## [Document source]
L’écrivain israélien A.B. Yehoshua connaît une certaine notoriété à travers le monde grâce aux nombreuses traductions de son œuvre et au prix Médicis qu’il vient de recevoir. C’est un intellectuel de gauche connu pour ses prises de opinions pacifistes.
Il vient d’accorder un entretien au quotidien italien « La Repubblica » pour commenter l’opération israélienne « Pilier de Défense » à Gaza. L’évolution de sa pensée par rapport à ses prise de positions antérieures est frappante. Il dit que « le temps est venu pour Israël d’admettre que Gaza est un ennemi et doit être traité comme tel. Les Israéliens pensent aujourd’hui qu’un retrait complet de Cisjordanie aurait les mêmes conséquences qu’à Gaza et laisserait Jérusalem et Tel Aviv à la merci des roquettes. »

## [Consigne]
Relevez tous les noms de lieux (pays, territoires ou villes) cités dans le document source, chacun une seule fois.

## [Données fournies]
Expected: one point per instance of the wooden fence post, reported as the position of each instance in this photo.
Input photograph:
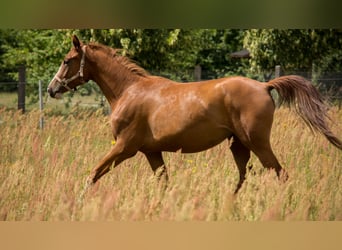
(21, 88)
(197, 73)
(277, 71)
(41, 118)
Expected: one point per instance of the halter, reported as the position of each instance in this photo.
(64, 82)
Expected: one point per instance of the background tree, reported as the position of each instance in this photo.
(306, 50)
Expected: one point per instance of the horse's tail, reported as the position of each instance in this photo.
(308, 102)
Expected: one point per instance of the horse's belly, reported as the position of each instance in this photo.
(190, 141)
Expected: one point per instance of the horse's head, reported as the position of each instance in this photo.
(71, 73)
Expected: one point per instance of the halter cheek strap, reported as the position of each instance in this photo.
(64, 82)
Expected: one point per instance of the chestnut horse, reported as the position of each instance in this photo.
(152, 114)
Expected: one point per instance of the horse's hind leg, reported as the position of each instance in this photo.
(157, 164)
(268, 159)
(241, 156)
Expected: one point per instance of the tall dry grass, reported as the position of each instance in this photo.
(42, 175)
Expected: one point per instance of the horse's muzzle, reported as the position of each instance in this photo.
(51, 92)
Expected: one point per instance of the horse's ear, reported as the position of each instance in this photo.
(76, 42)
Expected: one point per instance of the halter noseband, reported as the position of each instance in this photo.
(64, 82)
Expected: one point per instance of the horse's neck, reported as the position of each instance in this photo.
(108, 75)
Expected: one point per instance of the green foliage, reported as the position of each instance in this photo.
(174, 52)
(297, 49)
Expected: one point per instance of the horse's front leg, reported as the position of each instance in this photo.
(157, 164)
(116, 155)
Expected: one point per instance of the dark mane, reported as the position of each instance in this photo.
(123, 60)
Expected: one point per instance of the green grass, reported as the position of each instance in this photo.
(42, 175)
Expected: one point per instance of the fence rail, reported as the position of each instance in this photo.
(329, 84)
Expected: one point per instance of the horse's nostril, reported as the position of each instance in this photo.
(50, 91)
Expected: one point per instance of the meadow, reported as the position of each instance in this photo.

## [Réponse]
Gaza, Israël, Cisjordanie, Jérusalem, Tel Aviv